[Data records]
____
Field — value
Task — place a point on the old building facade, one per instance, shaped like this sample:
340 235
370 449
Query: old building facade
____
[WHAT IS EXPECTED]
Can you copy the material above line for line, without changing anything?

[EXERCISE OUTPUT]
Field — value
Task — place a point on the old building facade, one per instance, shaped like this sample:
340 235
370 449
Query: old building facade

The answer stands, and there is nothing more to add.